**Problem description**
Output the lines of the records below, from the line with "mount and record the coordinates." to the line with "(1096, 650)", both included, as a numbered list. Leave out any blank lines.
** START OF Data **
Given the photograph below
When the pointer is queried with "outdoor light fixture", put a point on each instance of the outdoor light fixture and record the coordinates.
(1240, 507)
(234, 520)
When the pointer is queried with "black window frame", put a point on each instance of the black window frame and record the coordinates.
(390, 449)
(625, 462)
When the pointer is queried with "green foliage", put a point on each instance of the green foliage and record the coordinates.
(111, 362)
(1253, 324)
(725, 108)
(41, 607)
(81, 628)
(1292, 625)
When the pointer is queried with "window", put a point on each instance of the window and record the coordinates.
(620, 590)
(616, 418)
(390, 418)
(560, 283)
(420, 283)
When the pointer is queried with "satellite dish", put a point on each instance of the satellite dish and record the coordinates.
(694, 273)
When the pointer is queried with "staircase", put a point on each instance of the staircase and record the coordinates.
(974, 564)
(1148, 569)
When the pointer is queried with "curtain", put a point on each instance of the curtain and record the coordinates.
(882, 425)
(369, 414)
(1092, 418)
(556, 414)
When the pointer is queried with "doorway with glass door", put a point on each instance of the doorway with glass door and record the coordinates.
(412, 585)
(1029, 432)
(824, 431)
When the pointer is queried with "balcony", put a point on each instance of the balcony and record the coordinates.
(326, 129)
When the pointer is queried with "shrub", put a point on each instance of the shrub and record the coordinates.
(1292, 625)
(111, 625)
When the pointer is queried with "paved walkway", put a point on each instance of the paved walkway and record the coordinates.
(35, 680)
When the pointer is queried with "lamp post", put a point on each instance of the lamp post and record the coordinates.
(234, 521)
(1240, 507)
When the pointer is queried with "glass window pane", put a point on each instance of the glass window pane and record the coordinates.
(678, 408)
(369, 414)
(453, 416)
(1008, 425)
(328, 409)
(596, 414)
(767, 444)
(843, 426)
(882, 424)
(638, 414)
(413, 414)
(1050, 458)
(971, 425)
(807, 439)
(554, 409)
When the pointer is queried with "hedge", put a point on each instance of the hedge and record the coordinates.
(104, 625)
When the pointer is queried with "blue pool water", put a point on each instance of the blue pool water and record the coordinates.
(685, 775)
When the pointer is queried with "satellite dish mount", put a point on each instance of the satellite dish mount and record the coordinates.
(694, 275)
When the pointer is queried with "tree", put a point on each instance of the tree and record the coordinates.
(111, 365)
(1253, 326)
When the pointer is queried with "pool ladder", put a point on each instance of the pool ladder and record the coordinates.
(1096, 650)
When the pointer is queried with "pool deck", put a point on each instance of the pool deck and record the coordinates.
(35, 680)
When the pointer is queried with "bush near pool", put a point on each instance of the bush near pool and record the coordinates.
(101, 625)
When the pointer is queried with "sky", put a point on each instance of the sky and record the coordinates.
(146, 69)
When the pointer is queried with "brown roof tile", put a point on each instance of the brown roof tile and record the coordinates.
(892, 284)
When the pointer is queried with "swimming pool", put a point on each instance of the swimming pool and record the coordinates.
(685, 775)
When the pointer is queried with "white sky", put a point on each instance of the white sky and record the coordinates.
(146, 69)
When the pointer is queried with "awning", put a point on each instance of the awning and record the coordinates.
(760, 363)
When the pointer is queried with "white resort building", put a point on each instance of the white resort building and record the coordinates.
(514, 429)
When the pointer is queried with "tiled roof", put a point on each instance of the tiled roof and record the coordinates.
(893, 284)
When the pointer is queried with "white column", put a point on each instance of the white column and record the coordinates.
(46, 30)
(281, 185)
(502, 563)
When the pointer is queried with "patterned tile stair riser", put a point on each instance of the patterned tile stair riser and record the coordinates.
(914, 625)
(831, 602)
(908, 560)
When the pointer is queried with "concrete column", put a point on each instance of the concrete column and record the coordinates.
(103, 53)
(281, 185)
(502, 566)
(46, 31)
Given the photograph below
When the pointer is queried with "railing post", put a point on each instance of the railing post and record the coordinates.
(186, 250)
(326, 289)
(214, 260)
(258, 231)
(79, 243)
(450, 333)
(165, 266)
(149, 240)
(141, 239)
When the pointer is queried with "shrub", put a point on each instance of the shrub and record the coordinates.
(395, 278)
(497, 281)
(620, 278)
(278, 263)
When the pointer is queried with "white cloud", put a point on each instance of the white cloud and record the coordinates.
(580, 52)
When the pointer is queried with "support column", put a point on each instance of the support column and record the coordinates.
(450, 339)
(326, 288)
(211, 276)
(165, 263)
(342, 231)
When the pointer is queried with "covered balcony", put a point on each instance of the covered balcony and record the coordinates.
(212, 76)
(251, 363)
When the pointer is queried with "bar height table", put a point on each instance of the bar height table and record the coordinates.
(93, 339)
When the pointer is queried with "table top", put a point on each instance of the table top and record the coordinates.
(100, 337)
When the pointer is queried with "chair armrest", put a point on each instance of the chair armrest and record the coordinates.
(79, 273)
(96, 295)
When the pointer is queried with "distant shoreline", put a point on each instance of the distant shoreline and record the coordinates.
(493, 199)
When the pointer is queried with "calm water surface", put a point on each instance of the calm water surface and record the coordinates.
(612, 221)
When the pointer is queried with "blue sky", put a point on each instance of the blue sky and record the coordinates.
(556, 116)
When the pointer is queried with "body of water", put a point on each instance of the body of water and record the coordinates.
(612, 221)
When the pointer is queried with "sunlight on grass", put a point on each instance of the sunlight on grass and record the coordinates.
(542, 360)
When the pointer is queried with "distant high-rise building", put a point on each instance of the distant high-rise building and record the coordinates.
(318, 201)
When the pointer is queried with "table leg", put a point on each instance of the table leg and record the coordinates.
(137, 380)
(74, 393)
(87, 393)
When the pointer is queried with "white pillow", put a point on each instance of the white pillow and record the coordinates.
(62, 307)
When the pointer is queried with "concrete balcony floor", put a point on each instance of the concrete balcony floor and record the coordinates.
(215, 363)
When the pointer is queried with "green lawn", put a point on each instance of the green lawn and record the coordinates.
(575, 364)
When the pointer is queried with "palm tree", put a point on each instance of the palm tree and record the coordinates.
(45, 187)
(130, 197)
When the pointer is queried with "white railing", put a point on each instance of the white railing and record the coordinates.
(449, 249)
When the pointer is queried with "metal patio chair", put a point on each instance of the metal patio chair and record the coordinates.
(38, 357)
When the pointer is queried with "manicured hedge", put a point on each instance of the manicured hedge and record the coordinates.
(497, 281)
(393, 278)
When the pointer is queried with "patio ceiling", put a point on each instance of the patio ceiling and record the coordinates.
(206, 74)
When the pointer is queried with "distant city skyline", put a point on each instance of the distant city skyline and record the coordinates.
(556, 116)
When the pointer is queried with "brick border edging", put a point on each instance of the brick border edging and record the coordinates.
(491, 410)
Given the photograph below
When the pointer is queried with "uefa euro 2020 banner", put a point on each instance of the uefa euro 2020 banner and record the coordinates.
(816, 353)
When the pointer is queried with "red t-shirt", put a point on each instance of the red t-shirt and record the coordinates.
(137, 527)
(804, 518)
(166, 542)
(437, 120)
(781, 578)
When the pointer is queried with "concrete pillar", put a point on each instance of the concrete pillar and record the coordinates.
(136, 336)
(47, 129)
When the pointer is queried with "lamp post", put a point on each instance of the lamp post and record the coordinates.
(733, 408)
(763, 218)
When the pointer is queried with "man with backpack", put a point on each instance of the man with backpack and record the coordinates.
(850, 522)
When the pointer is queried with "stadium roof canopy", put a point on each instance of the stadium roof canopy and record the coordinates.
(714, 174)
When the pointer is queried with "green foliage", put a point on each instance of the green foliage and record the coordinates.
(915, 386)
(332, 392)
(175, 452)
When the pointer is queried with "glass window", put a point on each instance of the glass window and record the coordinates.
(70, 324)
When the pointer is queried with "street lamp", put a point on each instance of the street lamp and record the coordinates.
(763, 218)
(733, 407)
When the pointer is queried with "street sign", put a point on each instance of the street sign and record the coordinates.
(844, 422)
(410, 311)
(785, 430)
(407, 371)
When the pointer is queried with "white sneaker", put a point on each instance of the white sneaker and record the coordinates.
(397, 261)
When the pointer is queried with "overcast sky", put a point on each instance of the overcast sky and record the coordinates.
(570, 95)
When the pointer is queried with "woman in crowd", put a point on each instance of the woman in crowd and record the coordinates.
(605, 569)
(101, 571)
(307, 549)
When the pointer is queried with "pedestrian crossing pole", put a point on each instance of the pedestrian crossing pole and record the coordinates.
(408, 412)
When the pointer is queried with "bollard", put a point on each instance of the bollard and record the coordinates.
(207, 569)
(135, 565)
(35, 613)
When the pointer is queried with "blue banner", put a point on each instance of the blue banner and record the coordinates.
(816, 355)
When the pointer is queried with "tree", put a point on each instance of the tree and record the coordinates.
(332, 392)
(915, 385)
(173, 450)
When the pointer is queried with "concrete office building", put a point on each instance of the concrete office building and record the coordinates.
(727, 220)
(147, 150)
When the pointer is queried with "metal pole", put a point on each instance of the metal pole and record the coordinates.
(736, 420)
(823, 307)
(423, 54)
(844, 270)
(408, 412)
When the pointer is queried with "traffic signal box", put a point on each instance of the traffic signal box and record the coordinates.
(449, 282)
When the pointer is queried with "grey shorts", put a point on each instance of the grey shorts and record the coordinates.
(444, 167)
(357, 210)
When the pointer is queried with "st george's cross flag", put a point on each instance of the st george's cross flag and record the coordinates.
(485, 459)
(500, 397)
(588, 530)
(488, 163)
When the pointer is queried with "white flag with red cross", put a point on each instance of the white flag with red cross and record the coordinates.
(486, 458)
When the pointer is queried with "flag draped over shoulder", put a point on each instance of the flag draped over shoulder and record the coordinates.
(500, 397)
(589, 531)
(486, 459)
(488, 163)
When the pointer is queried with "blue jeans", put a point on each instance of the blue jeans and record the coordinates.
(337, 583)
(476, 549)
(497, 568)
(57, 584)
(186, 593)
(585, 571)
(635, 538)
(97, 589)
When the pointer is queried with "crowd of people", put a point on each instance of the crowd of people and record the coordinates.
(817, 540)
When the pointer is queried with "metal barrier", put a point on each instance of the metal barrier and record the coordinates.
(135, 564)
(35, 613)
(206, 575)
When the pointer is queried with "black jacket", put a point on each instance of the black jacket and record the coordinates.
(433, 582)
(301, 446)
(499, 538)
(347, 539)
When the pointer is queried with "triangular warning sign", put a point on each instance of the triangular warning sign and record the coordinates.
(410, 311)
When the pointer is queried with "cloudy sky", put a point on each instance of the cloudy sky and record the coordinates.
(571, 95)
** END OF Data **
**Final result**
1. When the pointer is queried with "satellite dish mount", put a point on each instance of the satellite dish mount and record the coordinates.
2. (694, 275)
3. When the pointer is queried with "tree", put a point on each instance of the tree and record the coordinates.
4. (111, 365)
5. (1253, 326)
6. When the pointer is queried with "pool ladder", put a point on each instance of the pool ladder and record the coordinates.
7. (1096, 650)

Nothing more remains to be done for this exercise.